**EXTRAIT FOURNI**.
Recommandation du comité
Recommandation du comité
- 346. Vu les conclusions qui précèdent, le comité invite le Conseil d'administration à approuver les recommandations suivantes:
- a) Le comité demande au gouvernement de prendre les mesures nécessaires pour encourager les parties à conclure un accord de façon à ce que tous les dirigeants et les militants syndicaux, ainsi que les travailleurs qui ont été licenciés à la suite de l'organisation d'un scrutin pour décider du déclenchement d'une grève à Turkish Airlines, soient réintégrés dans leurs postes de travail.
- b) Le comité veut croire que les autorités judiciaires tiendront compte du principe mentionné dans ses conclusions lorsqu'elles traiteront des actions introduites par certains des travailleurs licenciés, et il demande au gouvernement de le tenir informé de l'issue de ces procédures.

**DONNÉES FOURNIES**.
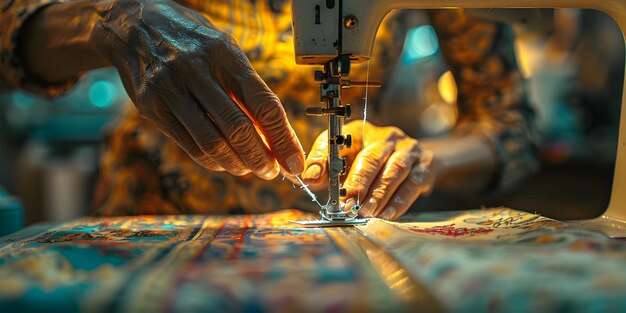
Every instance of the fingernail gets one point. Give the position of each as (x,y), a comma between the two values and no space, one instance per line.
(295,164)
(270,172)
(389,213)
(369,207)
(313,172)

---

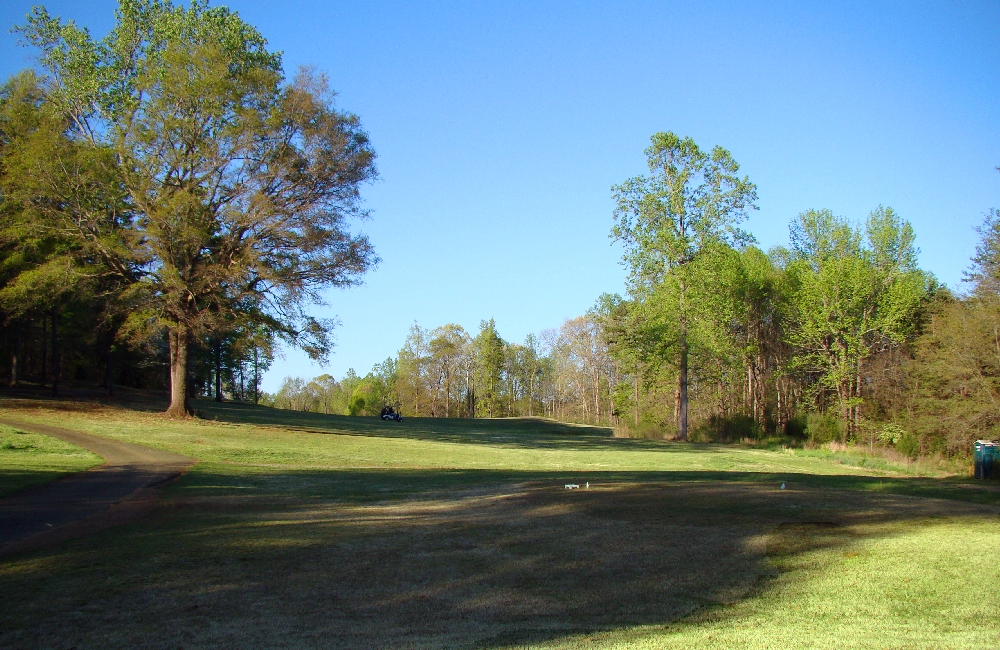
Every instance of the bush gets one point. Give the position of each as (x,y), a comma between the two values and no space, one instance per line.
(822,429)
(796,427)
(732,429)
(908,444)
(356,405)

**TRAVAIL DEMANDÉ**.
(1) Relevez chaque ligne des entrées qui contient la chaîne « Give ».
(2) Poursuivez l'extrait sur la recommandation du comité à la suite de sa dernière phrase.
L'extrait et les entrées n'ont aucun lien entre eux.

**RÉPONSES PAR CONSIGNE**.
(1)
Every instance of the fingernail gets one point. Give the position of each as (x,y), a comma between the two values and no space, one instance per line.
Every instance of the bush gets one point. Give the position of each as (x,y), a comma between the two values and no space, one instance per line.

(2)
- c) S'agissant de la décision de la compagnie aux termes de laquelle quatre pilotes syndicalistes ne sont plus autorisés à voler, le comité rappelle que nul ne doit faire l'objet de mesures préjudiciables en matière d'emploi en raison de son affiliation syndicale ou de l'exercice d'activités syndicales légitimes, et il demande au gouvernement de s'efforcer de rapprocher les parties en conflit et de faire en sorte qu'ils puissent reprendre leur service de vol s'ils le souhaitent. Le comité demande au gouvernement de le tenir informé à cet égard.
- d) Le comité demande au gouvernement de le tenir informé de la situation des trois travailleurs (dont un membre du personnel de cabine) qui ont été licenciés et des trois membres du personnel de cabine qui s'étaient vu interdire la possibilité d'effectuer des vols et concernant lesquels le gouvernement n'a pas communiqué ses observations.